Source text:
= = = =
Apr 23 '24 16:04 todvora

@bernd what do you think? Is this a valid and usable approach? Can we merge it? Thanks!

May 13 '24 08:05 todvora

@bernd what do you think? Is this a valid and usable approach? Can we merge it? Thanks!

@todvora, I like the general approach! :+1: We should improve a few details before we ship the generated config, though.

Our server config uses a space character around the =. I think that makes it more readable. The generated config is not doing that yet. (mongodb_uri=mongodb://localhost/graylog vs mongodb_uri = mongodb://localhost/graylog)
The generator currently doesn't support ordering. In the server config, we put important settings that users must set at the top of the file. That makes them easy to spot.
In the server config we comment the setting with its default value without a space between the comment character and the setting name. That makes the setting easier to spot.
The generator currently doesn't support sections to create groups of related settings.

May 13 '24 11:05 bernd

Our server config uses a space character around the =. I think that makes it more readable

Easy to implement, done.

The generator currently doesn't support ordering. In the server config, we put important settings that users must set at the top of the file. That makes them easy to spot.

That happens already. Properties that are mandatory and don't have default value, these that users need to fill in, are ordered at the top of the configuration file. Otherwise the order follows order of the properties in the java config beans. Reordering in java leads to reodering in the config file. Seems natural way to handle this.

In the server config we comment the setting with its default value without a space between the comment character and the setting name. That makes the setting easier to spot.

Fixed

The generator currently doesn't support sections to create groups of related settings.

Indeed. IDK how to add this in the current situation without significant overhead in the java config files. From my POV, the sections should correspond to java configuration classes: one class == one section. Then we can add a heading and group description to the class itself. But for now, at least in the datanode, we have (almost)everything cramped into one configuration file. Given this configuration part:

#### OpenSearch JWT token usage
#
# communication between Graylog and OpenSearch is secured by JWT. These are the defaults used for the token usage
# adjust them, if you have special needs.
#
# indexer_jwt_auth_token_caching_duration = 60s
# indexer_jwt_auth_token_expiration_duration = 180s

I see a JwtTokenConfiguration.java class with its own header OpenSearch JWT token usage and communication between Graylog and OpenSearch is secured by JWT. These are the defaults used for the token usage. Adjust them, if you have special needs. as description.
= = = =
Data entries
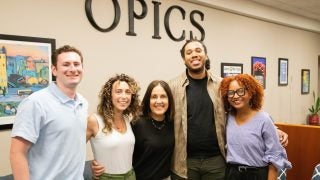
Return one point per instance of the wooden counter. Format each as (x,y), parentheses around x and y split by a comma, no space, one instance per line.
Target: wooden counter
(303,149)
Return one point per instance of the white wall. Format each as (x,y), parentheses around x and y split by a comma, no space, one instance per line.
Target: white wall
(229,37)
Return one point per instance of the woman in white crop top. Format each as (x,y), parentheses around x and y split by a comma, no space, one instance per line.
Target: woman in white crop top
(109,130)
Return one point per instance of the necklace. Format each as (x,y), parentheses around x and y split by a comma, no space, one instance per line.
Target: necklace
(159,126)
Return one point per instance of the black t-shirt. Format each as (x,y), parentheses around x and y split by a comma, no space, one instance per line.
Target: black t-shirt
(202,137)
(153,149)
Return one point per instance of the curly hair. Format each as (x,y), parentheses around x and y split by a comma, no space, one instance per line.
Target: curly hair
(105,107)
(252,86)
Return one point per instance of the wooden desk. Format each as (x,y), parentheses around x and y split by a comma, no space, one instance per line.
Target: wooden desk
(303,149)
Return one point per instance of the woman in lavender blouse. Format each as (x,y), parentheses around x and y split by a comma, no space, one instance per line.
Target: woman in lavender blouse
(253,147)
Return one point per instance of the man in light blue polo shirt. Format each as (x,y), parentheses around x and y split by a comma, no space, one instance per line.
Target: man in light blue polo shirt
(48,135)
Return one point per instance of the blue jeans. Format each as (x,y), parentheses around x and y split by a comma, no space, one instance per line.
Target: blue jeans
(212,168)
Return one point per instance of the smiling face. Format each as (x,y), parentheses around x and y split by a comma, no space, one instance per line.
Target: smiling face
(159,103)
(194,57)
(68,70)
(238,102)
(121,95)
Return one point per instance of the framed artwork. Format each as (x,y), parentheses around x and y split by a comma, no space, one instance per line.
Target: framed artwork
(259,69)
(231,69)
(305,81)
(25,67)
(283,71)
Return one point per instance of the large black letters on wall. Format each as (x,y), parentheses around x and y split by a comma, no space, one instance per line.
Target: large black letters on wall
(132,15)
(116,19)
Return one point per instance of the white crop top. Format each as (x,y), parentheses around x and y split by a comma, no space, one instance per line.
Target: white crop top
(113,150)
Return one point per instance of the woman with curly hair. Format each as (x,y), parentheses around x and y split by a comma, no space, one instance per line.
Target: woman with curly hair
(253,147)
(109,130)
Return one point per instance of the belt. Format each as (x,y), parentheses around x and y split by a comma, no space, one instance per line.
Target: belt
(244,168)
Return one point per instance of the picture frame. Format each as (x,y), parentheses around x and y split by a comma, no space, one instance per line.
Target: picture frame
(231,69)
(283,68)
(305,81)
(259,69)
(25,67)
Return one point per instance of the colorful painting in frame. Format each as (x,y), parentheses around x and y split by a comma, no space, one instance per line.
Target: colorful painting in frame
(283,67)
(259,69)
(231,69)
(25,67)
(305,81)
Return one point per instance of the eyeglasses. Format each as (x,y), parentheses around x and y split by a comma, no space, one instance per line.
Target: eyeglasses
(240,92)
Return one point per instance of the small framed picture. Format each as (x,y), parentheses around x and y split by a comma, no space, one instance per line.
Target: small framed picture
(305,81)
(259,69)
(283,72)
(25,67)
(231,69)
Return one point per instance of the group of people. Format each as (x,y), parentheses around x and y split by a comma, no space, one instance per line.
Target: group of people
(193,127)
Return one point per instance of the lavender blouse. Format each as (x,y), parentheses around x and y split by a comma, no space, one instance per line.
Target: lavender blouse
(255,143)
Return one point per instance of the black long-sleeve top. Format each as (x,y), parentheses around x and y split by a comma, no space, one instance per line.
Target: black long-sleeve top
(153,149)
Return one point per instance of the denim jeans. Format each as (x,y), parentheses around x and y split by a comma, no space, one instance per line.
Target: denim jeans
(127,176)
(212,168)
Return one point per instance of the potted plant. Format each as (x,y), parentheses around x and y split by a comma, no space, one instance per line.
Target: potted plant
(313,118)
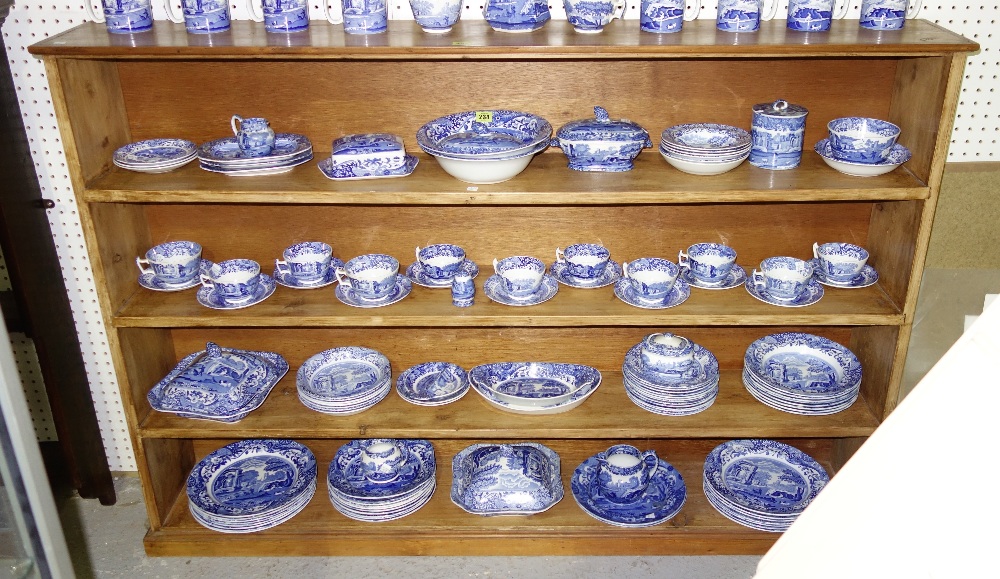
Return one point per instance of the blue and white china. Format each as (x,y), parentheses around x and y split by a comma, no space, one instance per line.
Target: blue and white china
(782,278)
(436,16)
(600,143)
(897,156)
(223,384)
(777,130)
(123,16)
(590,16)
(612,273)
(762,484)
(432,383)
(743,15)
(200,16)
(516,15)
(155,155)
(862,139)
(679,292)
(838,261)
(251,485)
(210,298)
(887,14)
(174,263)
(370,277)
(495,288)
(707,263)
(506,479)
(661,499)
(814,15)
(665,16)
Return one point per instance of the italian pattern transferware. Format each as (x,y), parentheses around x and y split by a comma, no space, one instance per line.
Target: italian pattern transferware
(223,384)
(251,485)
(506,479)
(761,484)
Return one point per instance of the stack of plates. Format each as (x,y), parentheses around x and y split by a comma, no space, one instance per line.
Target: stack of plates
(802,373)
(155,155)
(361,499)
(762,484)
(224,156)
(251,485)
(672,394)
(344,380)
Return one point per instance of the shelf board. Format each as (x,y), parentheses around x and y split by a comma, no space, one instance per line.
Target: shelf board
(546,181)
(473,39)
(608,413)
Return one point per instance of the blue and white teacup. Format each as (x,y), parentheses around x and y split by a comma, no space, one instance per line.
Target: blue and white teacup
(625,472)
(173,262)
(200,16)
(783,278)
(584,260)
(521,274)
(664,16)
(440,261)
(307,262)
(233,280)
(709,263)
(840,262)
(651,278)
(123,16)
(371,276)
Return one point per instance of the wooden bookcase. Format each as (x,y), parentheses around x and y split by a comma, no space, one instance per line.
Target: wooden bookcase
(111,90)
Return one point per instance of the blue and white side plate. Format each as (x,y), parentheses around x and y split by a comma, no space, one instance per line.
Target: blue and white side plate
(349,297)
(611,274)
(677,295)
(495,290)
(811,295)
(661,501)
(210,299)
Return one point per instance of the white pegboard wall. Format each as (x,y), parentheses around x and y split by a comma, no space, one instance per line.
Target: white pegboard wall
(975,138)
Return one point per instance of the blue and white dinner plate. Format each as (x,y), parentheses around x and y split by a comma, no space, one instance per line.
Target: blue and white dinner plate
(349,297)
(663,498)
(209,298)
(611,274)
= = = =
Task set:
A - Report how many lines of the records contain the string "with", treating uppercase and lowercase as different, and give only the number.
B - Write what comes next in the config generator discussion, picking up after its final sentence.

Answers provided:
A - 2

B -
This would be rather simple to implement but would require significant changes in the configuration classes and all of their usages. Is that something we'd consider? I personally think it would offer benefits for the code base as well. Now we drag the whole configuration everywhere, or even worse from the maintenance perspective, use named injects, which make any refactoring a lot harder and error prone.

My suggestion - for now go without sections. Split datanode configuration to more specific config beans. Add section documentation to the beans and see if that will work well for us.

May 14 '24 12:05 todvora

Updated the generated configuration in the PR description.

May 15 '24 07:05 todvora

Our server config uses a space character around the =. I think that makes it more readable

Easy to implement, done.

:+1: Thanks!

The generator currently doesn't support ordering. In the server config, we put important settings that users must set at the top of the file. That makes them easy to spot.

That happens already. Properties that are mandatory and don't have default value, these that users need to fill in, are ordered at the top of the configuration file. Otherwise the order follows order of the properties in the java config beans. Reordering in java leads to reodering in the config file. Seems natural way to handle this.

Ah cool. Sorry, I have missed that. I think my eye caught the node_id_file setting, which is currently at the top of the server conf file and is now somewhere down below. Old habits. :smile:

In the server config we comment the setting with its default value without a space between the comment character and the setting name. That makes the setting easier to spot.

Fixed

:+1: Thanks!

The generator currently doesn't support sections to create groups of related settings.

Indeed. IDK how to add this in the current situation without significant overhead in the java config files. From my POV, the sections should correspond to java configuration classes: one class == one section. Then we can add a heading and group description to the class itself. But for now, at least in the datanode, we have (almost)everything cramped into one configuration file. Given this configuration part:
#### OpenSearch JWT token usage
#
# communication between Graylog and OpenSearch is secured by JWT. These are the defaults used for the token usage
# adjust them, if you have special needs.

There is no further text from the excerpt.